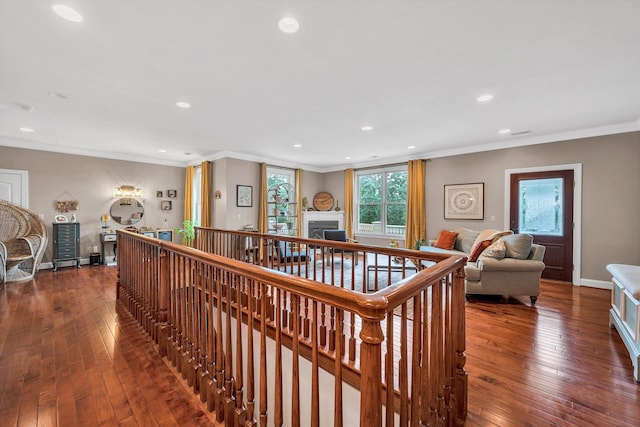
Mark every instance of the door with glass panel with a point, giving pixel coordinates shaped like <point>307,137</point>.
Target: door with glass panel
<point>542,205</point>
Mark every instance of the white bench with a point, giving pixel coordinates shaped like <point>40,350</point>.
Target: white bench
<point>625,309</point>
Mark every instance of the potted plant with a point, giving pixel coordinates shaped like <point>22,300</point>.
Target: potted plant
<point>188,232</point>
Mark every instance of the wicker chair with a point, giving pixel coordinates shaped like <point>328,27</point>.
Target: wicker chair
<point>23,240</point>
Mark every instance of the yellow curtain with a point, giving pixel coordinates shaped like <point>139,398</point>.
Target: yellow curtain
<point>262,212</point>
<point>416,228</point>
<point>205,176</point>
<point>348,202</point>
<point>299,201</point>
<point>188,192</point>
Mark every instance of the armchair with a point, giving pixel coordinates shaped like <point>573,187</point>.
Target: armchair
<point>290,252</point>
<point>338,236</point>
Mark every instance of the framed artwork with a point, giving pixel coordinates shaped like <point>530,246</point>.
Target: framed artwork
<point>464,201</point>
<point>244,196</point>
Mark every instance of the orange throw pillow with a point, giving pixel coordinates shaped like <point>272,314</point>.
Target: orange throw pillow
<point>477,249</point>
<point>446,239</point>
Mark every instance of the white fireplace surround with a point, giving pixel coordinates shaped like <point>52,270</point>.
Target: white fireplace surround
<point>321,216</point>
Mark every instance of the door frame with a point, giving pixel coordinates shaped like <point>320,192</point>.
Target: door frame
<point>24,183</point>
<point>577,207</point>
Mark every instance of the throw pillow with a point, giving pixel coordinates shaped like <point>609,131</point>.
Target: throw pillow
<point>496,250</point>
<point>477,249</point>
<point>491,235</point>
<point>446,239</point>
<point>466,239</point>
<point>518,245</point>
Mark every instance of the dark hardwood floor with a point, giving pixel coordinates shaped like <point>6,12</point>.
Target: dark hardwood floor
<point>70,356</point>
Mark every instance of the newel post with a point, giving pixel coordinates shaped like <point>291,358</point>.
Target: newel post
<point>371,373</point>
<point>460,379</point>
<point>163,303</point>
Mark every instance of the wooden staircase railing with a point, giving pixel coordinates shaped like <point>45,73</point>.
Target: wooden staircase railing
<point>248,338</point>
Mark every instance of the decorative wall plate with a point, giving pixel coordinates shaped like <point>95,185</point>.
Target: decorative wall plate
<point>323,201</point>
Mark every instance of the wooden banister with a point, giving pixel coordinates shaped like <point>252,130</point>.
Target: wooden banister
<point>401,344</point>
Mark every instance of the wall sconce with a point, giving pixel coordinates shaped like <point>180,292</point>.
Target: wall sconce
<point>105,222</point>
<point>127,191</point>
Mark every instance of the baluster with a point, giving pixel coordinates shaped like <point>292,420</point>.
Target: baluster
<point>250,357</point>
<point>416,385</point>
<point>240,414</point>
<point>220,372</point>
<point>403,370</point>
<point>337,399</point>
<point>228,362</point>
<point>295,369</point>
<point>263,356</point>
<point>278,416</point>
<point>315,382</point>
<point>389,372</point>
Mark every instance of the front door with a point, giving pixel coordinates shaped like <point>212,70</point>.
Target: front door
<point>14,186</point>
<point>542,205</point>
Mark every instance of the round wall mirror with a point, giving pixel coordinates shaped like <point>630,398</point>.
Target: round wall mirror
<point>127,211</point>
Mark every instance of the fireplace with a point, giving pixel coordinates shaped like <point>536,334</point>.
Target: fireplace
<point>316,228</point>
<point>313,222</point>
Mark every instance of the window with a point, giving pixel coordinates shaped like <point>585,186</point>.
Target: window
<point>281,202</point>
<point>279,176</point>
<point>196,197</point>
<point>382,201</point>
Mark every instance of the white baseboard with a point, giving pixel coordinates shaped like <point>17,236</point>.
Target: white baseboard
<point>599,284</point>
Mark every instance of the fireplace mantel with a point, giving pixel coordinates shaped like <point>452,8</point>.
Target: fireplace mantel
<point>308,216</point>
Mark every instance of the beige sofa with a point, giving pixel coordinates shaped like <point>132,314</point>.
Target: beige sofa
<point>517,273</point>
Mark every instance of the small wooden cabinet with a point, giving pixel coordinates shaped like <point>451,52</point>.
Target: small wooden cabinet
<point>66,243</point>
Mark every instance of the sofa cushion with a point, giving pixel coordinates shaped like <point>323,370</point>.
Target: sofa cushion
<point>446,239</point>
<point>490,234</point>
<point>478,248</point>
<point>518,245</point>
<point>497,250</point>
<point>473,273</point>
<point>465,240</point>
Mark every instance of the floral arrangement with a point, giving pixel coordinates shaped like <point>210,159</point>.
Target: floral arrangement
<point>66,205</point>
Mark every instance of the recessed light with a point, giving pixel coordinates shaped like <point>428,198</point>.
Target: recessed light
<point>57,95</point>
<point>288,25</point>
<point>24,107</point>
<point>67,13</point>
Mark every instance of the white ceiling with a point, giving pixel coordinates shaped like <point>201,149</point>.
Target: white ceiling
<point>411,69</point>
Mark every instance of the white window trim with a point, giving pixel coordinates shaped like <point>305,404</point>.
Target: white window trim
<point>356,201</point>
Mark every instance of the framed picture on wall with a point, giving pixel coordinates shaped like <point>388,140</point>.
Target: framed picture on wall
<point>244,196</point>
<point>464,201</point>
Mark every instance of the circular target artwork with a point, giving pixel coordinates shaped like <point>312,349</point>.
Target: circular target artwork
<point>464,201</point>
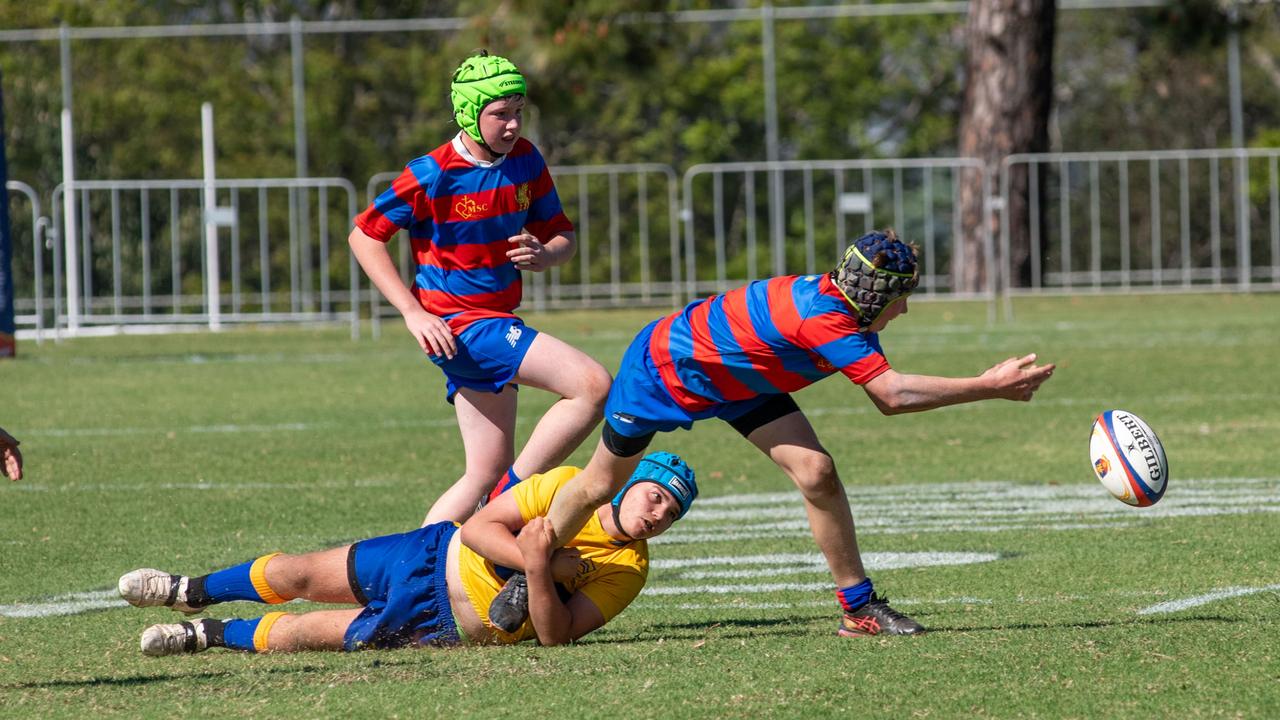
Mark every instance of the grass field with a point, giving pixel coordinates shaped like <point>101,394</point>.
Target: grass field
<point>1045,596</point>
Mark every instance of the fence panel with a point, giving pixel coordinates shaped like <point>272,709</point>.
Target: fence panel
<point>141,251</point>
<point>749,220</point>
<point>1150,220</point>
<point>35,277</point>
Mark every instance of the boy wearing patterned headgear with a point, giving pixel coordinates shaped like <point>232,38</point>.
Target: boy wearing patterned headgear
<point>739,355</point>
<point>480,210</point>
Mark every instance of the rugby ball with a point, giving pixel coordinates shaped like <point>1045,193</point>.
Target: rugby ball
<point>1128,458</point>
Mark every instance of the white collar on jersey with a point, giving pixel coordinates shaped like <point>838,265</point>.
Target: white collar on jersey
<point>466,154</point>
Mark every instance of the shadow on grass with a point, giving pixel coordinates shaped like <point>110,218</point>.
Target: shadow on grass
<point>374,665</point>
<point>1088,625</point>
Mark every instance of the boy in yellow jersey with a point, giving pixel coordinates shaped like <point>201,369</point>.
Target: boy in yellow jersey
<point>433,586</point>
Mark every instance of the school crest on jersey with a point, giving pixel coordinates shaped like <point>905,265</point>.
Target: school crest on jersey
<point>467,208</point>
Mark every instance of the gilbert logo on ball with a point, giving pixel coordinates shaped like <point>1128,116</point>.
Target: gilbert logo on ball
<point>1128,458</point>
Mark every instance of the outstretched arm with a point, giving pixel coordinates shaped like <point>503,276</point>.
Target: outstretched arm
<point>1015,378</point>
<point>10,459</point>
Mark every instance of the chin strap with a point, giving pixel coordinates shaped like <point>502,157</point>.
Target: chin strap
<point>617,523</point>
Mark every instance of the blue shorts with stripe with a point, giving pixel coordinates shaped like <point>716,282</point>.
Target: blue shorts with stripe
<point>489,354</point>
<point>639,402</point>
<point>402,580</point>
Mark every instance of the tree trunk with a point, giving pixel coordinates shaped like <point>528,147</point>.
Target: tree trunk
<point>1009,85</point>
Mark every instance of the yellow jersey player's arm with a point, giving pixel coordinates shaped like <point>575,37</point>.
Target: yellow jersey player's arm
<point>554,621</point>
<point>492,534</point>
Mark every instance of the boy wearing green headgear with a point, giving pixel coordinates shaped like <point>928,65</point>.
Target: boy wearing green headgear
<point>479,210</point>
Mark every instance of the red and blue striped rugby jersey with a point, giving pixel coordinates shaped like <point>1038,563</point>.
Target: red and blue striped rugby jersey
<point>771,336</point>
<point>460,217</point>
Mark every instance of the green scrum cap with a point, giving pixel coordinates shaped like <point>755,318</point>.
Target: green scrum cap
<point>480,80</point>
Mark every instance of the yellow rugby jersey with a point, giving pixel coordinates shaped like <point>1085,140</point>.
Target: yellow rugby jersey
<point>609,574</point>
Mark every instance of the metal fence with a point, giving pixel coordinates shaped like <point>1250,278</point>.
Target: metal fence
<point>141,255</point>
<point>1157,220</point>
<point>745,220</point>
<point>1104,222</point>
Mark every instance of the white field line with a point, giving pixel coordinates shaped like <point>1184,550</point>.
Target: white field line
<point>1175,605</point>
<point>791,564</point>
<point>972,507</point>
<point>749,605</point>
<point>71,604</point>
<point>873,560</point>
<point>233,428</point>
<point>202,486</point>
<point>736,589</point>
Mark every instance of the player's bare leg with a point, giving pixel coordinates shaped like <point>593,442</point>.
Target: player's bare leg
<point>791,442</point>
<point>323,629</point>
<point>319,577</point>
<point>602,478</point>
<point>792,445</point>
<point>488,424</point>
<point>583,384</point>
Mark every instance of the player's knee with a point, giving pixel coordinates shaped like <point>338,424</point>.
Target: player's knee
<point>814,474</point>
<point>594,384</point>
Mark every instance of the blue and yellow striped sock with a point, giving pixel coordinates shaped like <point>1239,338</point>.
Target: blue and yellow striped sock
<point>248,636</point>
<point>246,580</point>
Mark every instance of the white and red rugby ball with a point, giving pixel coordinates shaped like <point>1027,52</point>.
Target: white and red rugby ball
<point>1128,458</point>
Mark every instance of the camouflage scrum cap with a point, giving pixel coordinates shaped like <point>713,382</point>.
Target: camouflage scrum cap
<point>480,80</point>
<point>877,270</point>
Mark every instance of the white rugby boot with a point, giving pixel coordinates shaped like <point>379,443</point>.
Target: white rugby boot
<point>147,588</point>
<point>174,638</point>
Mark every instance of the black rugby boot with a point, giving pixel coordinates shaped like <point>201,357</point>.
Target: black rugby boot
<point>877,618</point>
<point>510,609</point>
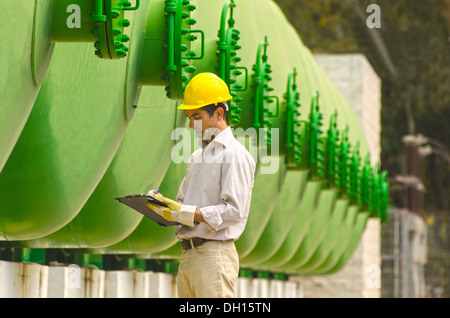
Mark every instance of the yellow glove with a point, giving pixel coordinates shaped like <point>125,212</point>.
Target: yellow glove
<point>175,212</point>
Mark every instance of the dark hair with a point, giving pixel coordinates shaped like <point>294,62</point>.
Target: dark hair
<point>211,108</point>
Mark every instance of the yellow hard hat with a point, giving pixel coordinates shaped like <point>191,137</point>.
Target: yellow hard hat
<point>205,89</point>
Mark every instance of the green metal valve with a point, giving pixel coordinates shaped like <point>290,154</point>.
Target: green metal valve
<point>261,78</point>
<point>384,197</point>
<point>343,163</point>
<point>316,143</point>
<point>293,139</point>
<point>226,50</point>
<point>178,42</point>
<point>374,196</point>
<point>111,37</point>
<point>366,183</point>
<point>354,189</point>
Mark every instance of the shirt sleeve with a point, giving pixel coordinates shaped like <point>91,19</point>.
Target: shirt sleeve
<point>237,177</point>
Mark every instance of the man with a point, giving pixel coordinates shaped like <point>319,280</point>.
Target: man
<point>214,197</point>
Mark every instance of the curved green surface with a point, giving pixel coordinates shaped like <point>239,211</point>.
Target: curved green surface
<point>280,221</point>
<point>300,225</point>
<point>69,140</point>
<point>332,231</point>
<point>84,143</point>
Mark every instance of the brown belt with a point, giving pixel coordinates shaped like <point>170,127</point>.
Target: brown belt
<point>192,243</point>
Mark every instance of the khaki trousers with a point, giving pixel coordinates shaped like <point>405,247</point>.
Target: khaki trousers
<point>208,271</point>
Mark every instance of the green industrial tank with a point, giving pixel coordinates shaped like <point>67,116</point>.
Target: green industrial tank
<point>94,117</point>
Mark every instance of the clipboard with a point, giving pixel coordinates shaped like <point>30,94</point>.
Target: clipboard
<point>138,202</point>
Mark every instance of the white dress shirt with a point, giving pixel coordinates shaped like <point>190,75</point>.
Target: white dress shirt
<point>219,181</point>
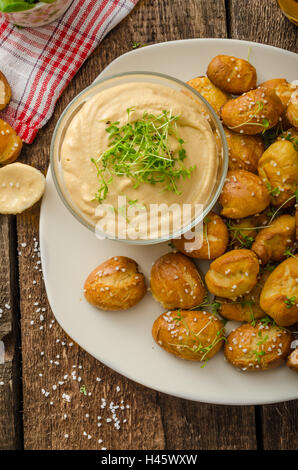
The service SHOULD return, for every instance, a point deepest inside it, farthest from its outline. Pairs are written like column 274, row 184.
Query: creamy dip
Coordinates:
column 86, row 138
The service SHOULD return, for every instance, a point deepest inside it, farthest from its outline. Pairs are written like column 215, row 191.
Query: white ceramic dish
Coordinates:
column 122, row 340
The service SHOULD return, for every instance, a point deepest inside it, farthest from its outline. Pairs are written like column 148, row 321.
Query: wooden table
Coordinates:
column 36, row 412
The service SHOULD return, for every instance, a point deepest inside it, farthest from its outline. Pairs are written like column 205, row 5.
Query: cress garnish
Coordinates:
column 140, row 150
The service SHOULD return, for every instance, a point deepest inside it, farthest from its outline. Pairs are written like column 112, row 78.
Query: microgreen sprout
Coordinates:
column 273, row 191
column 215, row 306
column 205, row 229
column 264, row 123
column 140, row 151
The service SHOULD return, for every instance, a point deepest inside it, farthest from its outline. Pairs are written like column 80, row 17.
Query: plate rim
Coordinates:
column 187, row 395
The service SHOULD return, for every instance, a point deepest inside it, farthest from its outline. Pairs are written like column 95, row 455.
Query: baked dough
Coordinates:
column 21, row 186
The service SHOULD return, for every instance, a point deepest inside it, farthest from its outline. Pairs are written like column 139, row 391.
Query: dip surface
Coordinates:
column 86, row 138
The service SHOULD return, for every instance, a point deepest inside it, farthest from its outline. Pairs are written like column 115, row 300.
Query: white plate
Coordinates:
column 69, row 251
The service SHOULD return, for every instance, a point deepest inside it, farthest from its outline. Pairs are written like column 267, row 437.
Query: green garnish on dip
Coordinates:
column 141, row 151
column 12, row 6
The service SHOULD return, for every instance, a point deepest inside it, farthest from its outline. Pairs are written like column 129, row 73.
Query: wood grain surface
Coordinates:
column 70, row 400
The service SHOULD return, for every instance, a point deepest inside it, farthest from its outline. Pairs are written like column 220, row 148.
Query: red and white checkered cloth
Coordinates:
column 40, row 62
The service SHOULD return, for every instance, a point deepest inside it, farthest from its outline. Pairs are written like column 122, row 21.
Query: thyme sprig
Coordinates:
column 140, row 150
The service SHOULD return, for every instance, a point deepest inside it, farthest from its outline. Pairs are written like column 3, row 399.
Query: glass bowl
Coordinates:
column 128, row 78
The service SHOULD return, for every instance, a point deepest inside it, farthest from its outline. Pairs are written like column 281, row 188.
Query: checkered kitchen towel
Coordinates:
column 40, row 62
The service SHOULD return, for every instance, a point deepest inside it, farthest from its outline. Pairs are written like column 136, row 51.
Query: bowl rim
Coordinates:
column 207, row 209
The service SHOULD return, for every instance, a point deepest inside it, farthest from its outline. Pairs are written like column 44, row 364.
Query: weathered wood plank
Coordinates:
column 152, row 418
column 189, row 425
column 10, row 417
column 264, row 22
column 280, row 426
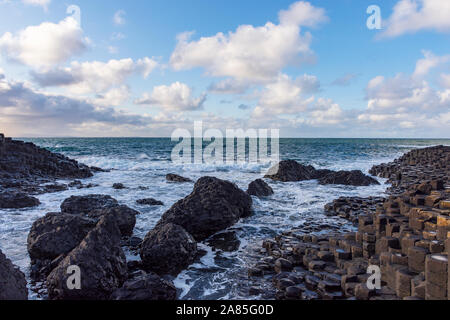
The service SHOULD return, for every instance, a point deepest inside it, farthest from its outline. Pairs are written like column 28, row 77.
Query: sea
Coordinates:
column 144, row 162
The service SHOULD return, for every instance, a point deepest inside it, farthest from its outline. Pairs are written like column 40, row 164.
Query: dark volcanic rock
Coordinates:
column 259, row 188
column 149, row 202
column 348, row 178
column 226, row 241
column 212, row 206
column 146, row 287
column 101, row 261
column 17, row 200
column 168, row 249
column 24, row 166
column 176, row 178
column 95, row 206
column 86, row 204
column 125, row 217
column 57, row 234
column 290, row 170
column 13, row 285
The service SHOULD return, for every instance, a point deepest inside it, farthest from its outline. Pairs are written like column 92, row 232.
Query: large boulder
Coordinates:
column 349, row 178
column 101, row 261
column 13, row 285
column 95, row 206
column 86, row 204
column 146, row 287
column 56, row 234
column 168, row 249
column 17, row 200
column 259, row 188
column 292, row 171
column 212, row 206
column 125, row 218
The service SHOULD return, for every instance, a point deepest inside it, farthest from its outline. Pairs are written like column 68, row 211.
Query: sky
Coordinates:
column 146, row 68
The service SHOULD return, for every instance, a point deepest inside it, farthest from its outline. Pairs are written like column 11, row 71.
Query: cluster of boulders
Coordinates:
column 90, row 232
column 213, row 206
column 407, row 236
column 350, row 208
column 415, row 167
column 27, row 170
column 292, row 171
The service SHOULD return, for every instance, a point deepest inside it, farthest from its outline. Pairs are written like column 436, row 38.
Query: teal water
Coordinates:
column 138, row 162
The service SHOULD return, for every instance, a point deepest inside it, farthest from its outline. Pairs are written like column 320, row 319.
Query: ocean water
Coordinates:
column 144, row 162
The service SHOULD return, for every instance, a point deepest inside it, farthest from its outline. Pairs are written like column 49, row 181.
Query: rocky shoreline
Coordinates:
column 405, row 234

## Your task
In the listing above, find the line containing "122, row 21.". Output it and every line after it up to and including the line containing "Query: dark volcanic rock", exactly, but skip the pictures.

## Task output
The service SHOULD return, for every instance, a point deepest inside it, farthest from its outline. Pairs are written like column 122, row 21.
Query: thyme sprig
Coordinates:
column 140, row 150
The service SHOULD return, for every instance, a point deepest inside it, farthest from its outline. Pairs are written like column 3, row 399.
Query: glass bowl
Coordinates:
column 128, row 78
The service SHOULD return, for every instance, a point deepest inside it, farthest from its outline. Pairs are written like column 281, row 188.
Query: checkered kitchen towel
Coordinates:
column 40, row 62
The service SHOULD return, for every instance, a point deepest inside it, farthest from its outline. Pairs are written like column 136, row 51.
Query: bowl rim
Coordinates:
column 207, row 209
The service SHOULD return, for every instance, a point deepest inside it, farthest from its outline. Pairs are written like column 44, row 364.
Query: weathered wood plank
Coordinates:
column 152, row 418
column 189, row 425
column 10, row 417
column 264, row 22
column 280, row 426
The service SHOULD return, for every instance, a point deepest inside it, farthest from its outline. Pairs are written like column 28, row 77.
Query: sea
Coordinates:
column 144, row 162
The service SHOULD return, for every instance, a point deepest inside it, farthest from its outline. Pairs are written like column 40, row 164.
Query: dark volcanic rock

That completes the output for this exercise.